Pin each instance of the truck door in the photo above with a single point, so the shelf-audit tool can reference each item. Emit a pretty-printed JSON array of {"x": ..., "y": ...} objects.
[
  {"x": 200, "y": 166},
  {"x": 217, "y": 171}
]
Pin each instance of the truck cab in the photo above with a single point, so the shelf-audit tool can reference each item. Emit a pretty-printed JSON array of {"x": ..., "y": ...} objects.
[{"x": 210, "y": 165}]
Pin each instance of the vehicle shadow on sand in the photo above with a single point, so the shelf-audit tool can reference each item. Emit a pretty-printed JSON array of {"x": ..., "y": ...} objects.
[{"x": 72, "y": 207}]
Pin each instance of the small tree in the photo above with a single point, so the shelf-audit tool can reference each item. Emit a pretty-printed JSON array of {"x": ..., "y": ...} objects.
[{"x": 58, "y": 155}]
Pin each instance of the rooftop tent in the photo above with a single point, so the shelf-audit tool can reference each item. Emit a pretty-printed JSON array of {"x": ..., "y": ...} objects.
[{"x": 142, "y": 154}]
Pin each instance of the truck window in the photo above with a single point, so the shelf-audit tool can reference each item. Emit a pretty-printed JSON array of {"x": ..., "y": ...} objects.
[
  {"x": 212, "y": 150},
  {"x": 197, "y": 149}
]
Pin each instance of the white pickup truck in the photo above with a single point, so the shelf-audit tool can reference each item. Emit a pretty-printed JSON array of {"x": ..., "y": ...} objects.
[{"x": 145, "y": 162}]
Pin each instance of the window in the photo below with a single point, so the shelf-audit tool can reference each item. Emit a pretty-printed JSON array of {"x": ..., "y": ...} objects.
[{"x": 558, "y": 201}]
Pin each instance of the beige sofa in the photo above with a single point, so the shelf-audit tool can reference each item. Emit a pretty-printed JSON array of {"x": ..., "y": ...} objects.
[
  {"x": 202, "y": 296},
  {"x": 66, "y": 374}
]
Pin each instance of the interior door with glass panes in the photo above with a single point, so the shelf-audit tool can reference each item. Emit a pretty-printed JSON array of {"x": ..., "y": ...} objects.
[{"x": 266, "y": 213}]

● CHALLENGE
Please recast all the rows above as a numbered list, leaving out any blank lines.

● EXPECTED ANSWER
1. Pin each instance of the truck door in the photo above with a single point, so the shelf-audit tool can reference each item. Emit a pretty-printed JSON array of {"x": ..., "y": ...} objects.
2. [
3.   {"x": 200, "y": 166},
4.   {"x": 217, "y": 171}
5. ]
6. Pin each instance of the truck cab in the photo above with a single point, so the shelf-audit tool can reference each item. Emit a pretty-printed JSON array of {"x": ..., "y": ...} objects.
7. [{"x": 210, "y": 165}]
8. Pin each instance of the vehicle shadow on sand in the photo above with a single point, so the shelf-audit tool can reference each item. Emit a pretty-printed JSON array of {"x": ..., "y": ...} objects.
9. [{"x": 72, "y": 207}]
10. Pin each instance of the small tree in the photo above with a single point, so the shelf-audit tool can reference each item. Emit a pretty-printed JSON array of {"x": ..., "y": ...} objects.
11. [{"x": 58, "y": 155}]
12. Pin each instance of the rooftop tent in the photo above with a single point, so the shelf-audit tool can reference each item. Emit a pretty-printed JSON array of {"x": ..., "y": ...} objects.
13. [{"x": 142, "y": 154}]
14. Pin each instance of the truck window in the photo above with a single point, so the shelf-audit tool can reference each item. Emit a pretty-printed JSON array of {"x": ..., "y": ...} objects.
15. [
16.   {"x": 212, "y": 150},
17.   {"x": 197, "y": 149}
18. ]
19. Pin each instance of the white pickup truck in the photo above with a single point, so the shelf-audit tool can reference each item. Emit a pretty-printed JSON array of {"x": ..., "y": ...} objects.
20. [{"x": 145, "y": 162}]
21. Pin each instance of the window in the photo below with a single point, so the shelf-audit tool can reference each item. Emit a pretty-printed JSON array of {"x": ..., "y": ...} objects.
22. [{"x": 558, "y": 201}]
23. Pin each instance of the beige sofa in the photo above with a single point, so the shelf-audit tool can reference each item. Emit a pretty-printed JSON array of {"x": ..., "y": ...} objects.
24. [
25.   {"x": 202, "y": 296},
26.   {"x": 66, "y": 374}
27. ]
28. Pin each instance of the interior door with glass panes in the photo above with a single point, so the shelf-audit tool can reference each item. Emit a pretty-printed JSON array of {"x": ..., "y": ...} objects.
29. [{"x": 266, "y": 213}]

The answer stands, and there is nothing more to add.